***** DATA FOR REVIEW

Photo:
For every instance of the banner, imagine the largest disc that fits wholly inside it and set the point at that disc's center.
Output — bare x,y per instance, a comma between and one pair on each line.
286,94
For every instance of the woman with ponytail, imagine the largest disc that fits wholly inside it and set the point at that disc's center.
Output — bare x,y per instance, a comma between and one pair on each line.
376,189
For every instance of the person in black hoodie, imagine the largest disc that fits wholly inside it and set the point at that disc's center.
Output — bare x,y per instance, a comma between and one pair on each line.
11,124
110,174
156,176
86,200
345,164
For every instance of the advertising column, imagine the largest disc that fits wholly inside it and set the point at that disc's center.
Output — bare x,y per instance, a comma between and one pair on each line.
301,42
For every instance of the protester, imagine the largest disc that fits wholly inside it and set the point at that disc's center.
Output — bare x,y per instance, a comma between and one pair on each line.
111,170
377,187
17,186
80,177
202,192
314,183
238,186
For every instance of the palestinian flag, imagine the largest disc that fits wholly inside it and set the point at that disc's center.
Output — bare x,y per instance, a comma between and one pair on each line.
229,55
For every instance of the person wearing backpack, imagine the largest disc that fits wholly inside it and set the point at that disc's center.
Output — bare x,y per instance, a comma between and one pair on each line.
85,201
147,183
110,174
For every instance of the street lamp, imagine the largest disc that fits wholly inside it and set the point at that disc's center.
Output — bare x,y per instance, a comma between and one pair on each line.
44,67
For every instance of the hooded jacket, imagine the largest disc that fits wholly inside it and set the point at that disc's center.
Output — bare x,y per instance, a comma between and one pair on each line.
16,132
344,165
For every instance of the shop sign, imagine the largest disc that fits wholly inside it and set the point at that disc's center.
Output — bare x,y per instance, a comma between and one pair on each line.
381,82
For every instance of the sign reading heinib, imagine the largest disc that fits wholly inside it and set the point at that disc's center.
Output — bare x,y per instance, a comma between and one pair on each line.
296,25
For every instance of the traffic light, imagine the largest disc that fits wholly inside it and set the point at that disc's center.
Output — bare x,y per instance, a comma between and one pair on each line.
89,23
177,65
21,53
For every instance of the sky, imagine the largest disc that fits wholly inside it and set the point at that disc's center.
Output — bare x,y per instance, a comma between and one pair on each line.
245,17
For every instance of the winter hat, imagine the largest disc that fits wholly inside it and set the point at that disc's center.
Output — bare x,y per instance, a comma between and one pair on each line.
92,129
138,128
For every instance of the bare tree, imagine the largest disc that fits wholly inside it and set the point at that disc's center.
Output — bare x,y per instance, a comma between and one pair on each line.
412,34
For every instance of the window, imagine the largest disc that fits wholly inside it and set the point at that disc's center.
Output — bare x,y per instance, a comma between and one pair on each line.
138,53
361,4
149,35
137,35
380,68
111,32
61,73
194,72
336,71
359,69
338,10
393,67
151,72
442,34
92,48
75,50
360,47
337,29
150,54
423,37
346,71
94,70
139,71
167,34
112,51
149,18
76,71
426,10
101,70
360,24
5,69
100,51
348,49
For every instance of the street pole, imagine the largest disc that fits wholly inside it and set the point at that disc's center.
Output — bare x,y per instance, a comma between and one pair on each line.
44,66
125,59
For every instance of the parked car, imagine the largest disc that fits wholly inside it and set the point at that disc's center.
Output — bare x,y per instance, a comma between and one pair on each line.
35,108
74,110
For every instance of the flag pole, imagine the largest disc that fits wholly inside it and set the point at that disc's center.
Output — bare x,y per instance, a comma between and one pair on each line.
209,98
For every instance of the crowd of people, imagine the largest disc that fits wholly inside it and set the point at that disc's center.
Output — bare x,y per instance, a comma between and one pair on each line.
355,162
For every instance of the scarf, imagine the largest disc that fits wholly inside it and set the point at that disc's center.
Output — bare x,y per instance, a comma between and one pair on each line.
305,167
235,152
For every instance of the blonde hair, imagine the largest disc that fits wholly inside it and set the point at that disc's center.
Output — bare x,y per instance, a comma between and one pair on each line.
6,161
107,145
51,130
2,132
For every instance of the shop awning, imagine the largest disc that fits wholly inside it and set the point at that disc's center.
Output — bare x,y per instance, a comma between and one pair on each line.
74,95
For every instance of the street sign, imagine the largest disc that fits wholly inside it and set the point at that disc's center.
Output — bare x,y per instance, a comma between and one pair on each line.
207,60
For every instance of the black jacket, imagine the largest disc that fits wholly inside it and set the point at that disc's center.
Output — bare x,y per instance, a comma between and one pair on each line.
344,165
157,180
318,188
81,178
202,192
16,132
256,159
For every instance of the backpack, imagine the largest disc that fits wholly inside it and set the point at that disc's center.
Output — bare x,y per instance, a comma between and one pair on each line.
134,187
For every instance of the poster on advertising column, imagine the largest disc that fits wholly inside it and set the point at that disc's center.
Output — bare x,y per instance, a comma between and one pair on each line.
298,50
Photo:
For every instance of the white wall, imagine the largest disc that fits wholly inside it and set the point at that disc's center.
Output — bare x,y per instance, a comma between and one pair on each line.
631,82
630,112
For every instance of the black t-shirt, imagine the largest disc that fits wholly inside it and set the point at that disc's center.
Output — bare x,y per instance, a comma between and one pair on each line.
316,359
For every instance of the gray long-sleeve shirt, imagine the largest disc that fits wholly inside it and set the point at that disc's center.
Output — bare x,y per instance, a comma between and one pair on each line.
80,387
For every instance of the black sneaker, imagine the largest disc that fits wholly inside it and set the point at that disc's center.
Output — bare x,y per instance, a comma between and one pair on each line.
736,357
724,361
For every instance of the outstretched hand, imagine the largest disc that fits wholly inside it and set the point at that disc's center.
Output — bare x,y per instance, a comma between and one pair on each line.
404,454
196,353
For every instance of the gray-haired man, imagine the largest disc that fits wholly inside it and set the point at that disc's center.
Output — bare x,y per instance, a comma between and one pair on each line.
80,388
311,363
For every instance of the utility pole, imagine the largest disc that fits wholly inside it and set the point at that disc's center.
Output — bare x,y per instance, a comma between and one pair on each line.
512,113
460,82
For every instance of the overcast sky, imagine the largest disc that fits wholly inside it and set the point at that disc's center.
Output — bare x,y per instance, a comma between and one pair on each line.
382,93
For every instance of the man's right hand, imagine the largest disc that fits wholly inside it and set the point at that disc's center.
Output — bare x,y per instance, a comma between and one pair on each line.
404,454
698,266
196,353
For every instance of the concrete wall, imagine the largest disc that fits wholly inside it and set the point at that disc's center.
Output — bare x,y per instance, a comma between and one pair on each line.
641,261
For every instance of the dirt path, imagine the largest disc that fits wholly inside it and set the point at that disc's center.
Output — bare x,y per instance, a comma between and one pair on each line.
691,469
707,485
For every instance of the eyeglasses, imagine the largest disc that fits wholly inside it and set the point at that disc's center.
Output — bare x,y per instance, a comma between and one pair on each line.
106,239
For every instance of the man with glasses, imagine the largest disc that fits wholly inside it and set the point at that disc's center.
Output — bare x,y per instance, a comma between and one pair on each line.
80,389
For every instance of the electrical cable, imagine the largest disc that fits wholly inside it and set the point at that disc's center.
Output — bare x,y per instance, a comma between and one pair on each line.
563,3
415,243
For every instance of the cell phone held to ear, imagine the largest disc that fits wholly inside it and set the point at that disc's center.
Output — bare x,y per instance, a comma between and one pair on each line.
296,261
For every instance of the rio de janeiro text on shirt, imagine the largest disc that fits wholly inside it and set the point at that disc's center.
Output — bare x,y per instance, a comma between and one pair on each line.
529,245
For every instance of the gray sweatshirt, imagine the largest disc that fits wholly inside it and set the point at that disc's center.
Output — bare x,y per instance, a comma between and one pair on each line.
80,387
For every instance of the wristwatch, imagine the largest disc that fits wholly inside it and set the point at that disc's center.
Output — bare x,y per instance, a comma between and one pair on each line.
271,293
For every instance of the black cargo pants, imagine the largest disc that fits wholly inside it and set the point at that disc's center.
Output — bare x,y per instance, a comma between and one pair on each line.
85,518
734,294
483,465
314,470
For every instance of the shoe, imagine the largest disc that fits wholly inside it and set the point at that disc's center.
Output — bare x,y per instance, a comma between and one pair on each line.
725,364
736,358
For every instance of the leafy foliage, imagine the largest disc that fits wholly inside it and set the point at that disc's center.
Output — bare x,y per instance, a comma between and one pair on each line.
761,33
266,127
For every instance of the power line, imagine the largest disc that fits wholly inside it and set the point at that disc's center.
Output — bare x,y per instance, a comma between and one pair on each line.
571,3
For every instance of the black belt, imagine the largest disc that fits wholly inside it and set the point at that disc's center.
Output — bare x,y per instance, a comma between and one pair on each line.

**********

» EXERCISE BRIEF
Every line in the records that holds the word "person" should be copied into the answer.

» ANSWER FOR THIS EXERCISE
For every instance of the person in black hoodie, imagine the largest disc that fits wholly inside it and set the point at that disc's center.
For every instance of the person wearing backpack, imagine the largest disc that fits wholly inside it and set the point at that disc's center.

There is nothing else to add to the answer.